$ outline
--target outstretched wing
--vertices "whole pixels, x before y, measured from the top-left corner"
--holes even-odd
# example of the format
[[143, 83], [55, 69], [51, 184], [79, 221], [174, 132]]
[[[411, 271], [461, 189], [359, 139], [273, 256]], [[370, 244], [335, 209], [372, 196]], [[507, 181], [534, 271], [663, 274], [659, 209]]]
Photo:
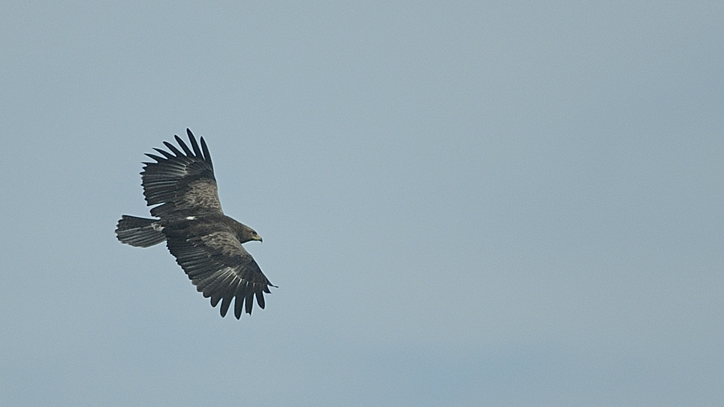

****

### What to do
Retype the material above line for line, leaving the pictures out of your answer.

### Response to this exercise
$ outline
--target outstretched wing
--vertices "whole pixels, x before y, measured from the top-left corner"
--holes even-odd
# example of the format
[[143, 83], [55, 69], [51, 184], [79, 221], [174, 132]]
[[[411, 271], [461, 189], [359, 139], [273, 256]], [[370, 244], [335, 209], [372, 196]], [[507, 181], [534, 271], [663, 274], [659, 209]]]
Photo:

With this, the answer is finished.